Start Supplied data

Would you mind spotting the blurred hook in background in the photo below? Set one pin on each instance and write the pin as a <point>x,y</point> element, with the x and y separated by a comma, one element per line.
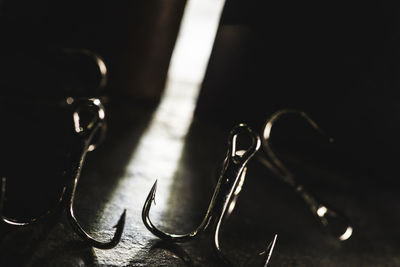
<point>336,223</point>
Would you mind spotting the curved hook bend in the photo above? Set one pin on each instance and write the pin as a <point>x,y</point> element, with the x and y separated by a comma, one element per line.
<point>87,132</point>
<point>225,194</point>
<point>333,221</point>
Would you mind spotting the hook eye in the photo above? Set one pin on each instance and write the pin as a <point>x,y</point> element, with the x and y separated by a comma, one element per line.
<point>240,155</point>
<point>89,116</point>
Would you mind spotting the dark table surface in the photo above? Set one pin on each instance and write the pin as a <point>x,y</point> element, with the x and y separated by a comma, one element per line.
<point>143,146</point>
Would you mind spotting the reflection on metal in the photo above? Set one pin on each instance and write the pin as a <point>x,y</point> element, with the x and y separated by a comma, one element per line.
<point>270,250</point>
<point>333,221</point>
<point>228,183</point>
<point>347,234</point>
<point>87,135</point>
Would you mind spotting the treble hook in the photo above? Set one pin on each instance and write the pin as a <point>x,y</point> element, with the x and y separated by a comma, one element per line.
<point>89,132</point>
<point>223,195</point>
<point>334,222</point>
<point>86,134</point>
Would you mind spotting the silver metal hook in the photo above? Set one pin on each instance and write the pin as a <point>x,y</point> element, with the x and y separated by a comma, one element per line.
<point>223,196</point>
<point>90,133</point>
<point>334,222</point>
<point>87,133</point>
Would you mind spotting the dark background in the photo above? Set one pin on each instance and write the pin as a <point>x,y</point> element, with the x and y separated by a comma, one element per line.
<point>338,62</point>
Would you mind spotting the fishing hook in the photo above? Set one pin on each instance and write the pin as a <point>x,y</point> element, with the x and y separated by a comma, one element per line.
<point>228,182</point>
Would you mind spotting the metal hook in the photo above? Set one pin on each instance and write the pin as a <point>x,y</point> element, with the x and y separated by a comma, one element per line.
<point>90,133</point>
<point>224,193</point>
<point>87,132</point>
<point>334,222</point>
<point>15,222</point>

End Supplied data

## What you have to do:
Reproduce the listing verbatim, from its first line down to and including the line containing "<point>89,116</point>". Omit the pictures.

## Right answer:
Would you mind spotting the blurred hook in background in the photo below? Set one pin on each instance and write the pin as a <point>x,y</point> element, with the x and y separated by a comma, one element per line.
<point>336,223</point>
Would you mind spotting the curved hook bend in the photo above? Set one pin on each instance and write the pin as a <point>x,y</point> element, with the x and y separated by a comma, one element per line.
<point>87,132</point>
<point>225,194</point>
<point>333,221</point>
Would you mind spotting the hook eye in the photo above? Set one pin on each instance and write the pin as a <point>x,y</point> element, with the x and y separated by a comma, one element per line.
<point>240,155</point>
<point>89,116</point>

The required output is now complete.